TASK OBJECTIVE :: Write out every record below exactly, so that nothing differs from what is shown.

##### DATASET ENTRIES

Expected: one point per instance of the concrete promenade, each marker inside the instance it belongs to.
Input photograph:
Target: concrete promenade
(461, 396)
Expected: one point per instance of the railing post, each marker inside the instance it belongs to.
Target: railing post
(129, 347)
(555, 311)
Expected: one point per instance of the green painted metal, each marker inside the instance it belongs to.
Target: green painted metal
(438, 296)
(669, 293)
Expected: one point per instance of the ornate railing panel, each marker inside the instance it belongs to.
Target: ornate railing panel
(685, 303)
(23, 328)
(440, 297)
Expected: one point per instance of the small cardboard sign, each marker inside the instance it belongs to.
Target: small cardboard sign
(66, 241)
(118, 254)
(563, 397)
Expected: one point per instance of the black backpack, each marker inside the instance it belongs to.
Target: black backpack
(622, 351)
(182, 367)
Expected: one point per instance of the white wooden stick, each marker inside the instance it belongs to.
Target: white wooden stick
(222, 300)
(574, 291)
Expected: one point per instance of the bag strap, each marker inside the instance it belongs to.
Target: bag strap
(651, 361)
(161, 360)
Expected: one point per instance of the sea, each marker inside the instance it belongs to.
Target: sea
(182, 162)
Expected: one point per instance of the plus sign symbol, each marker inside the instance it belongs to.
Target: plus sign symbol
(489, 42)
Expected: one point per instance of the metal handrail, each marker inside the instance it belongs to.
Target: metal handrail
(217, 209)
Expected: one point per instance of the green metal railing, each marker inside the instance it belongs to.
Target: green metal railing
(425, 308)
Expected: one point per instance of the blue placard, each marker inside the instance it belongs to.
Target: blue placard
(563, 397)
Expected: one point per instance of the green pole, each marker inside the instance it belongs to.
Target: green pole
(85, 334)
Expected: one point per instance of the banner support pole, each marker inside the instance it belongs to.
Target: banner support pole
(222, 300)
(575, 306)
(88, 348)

##########

WRITTEN REPLY ::
Expected: one point per instance of the concrete promenade, each marker inside the instance it belongs to.
Input photograph:
Target: concrete promenade
(461, 396)
Expected: one point per instance of the railing post, each marker inside the instance it belongs to.
Target: railing post
(129, 347)
(555, 311)
Expected: one point per instance of the green painted metal, each marker inside the instance it belongs to.
Target: green painted metal
(438, 296)
(669, 293)
Expected: one point per instance of the ornate railing panel, each marker inside the instance it belongs to.
Target: ornate railing panel
(685, 303)
(23, 328)
(440, 297)
Expected: one point per instance of the small cardboard sign, each marker inside the instance it belongs to.
Target: small cardboard sign
(66, 241)
(118, 254)
(563, 397)
Expected: one point per instance of the black backpack, each marker inside the instance it belongs to.
Target: black backpack
(622, 351)
(182, 367)
Expected: one point per instance of the white wooden stick, each marker inside the instance it belongs to.
Target: white wooden stick
(222, 300)
(574, 291)
Expected: one point per instance of the bag strap, each marker inside the instance it belongs to.
Target: bag strap
(651, 361)
(161, 360)
Expected: one point per instance of the sea, each marker inside the instance it belongs to.
Target: sea
(182, 162)
Expected: one point per instance of the plus sign symbol, each marker inside the instance it belongs to.
Target: plus sign symbol
(489, 42)
Expected: one point per instance of the metal handrail, each marker inside the instance it belongs to.
Target: metal handrail
(217, 209)
Expected: one point per instance of the green metal railing, each marker inside the instance it belongs to.
Target: green metal railing
(425, 308)
Expected: one point per instance of the blue placard, each marker inside the instance it belongs to.
Target: blue placard
(563, 397)
Expected: one point per instance of the green pole, each marker inside the instance it belongs to.
Target: green pole
(85, 334)
Expected: one point per instance of the banner support pole, each marker inside the instance it belongs to.
Target: banner support pole
(222, 300)
(575, 306)
(88, 348)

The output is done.